__Given problem__. Which lines in the material below contain the word "black"? Copy each of those lines in full.

__Data for this exercise__.

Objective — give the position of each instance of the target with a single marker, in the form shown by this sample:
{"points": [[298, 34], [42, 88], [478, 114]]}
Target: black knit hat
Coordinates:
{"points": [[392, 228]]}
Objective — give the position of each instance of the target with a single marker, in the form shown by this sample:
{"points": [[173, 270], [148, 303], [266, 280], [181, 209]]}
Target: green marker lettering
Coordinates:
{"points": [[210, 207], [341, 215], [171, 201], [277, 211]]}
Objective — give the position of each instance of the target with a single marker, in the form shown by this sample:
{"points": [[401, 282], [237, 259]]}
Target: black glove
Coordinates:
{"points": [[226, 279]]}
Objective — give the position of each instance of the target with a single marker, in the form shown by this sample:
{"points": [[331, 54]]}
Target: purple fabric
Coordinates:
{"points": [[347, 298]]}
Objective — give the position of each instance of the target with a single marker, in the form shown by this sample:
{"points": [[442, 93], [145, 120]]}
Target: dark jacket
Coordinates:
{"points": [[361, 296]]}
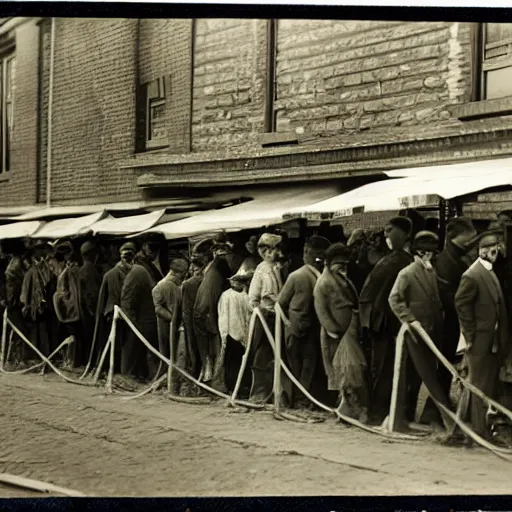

__Task answer__.
Target: black knit hat
Target: black glove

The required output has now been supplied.